Find how many lines of the following entries contain "orange". Reply with the number alone.
[Data — start]
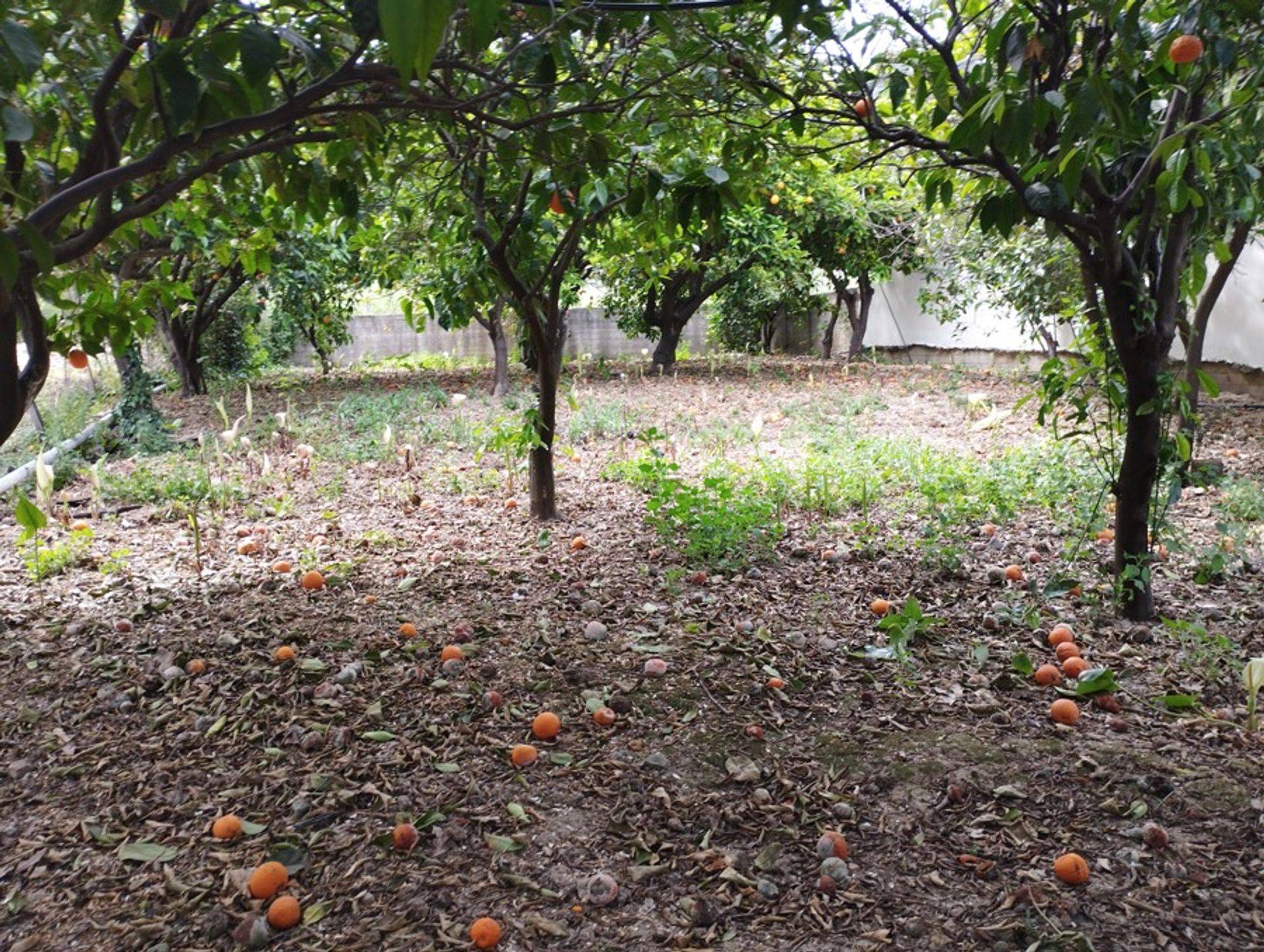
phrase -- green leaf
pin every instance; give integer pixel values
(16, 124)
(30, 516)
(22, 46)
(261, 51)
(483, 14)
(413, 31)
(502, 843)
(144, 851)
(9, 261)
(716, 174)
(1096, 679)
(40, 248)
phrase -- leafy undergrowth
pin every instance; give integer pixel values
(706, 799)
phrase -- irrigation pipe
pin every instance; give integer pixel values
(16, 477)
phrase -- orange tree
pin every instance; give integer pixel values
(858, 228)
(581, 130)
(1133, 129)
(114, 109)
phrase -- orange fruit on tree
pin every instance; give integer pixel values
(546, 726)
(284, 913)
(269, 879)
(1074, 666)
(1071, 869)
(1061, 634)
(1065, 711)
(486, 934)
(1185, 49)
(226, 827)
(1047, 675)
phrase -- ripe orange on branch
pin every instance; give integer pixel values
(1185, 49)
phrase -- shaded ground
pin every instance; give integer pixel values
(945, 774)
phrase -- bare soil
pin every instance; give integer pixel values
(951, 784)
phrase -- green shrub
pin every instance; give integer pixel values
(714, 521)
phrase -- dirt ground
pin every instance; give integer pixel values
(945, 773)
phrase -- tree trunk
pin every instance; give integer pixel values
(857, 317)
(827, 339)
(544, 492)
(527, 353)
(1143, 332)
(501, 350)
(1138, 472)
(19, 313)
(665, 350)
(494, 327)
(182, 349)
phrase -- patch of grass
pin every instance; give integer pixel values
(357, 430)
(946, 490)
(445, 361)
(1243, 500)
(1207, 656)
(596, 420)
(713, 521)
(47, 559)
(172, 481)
[Data — finish]
(Output for this task): 3